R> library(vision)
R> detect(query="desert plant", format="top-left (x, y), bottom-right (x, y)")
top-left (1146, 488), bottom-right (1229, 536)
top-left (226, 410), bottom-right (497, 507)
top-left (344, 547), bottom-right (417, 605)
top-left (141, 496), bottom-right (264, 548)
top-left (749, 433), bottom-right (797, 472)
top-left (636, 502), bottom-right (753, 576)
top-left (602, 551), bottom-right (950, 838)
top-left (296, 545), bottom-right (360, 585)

==

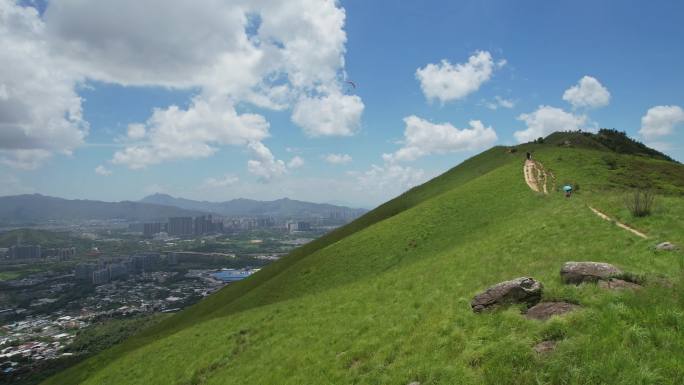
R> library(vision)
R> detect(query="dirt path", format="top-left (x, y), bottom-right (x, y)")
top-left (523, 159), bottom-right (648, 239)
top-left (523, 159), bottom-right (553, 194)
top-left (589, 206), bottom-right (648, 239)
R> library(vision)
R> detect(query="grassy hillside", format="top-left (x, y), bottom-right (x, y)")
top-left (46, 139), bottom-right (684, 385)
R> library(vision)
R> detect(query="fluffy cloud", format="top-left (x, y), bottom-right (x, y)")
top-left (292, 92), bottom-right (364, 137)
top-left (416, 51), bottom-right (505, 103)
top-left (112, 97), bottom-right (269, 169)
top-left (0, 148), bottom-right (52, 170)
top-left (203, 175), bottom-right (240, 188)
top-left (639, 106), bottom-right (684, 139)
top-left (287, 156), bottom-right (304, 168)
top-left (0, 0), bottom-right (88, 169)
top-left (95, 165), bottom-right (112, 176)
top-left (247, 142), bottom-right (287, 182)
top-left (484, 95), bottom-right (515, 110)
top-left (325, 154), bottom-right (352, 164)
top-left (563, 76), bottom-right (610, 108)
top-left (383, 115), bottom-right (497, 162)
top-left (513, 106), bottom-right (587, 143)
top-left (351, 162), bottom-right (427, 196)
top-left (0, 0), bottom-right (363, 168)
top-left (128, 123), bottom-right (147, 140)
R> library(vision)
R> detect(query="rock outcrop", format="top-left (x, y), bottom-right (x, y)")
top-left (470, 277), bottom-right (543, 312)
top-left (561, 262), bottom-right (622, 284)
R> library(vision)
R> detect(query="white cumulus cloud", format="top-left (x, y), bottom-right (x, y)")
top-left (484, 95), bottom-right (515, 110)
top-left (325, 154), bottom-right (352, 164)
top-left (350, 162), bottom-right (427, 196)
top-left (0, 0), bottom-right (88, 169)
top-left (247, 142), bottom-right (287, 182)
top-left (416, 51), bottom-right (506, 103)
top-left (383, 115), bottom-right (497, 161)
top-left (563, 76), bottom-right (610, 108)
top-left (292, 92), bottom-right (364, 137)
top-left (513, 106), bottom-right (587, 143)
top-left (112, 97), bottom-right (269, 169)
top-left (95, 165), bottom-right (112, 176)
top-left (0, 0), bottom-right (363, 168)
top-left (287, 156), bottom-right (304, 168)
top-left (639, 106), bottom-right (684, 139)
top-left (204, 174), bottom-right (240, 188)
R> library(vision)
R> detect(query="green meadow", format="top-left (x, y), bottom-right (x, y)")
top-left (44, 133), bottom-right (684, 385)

§ Short exercise:
Locate every line in the data above that contains the string "cloud", treating uppercase and lowercase as different, and copy each of those lines.

§ Task answer:
R> detect(query="fluffy cloud", format="top-left (x, y), bottom-right (x, y)")
R> detect(query="white cumulus cloud", format="top-left (x, y), bottom-right (x, y)")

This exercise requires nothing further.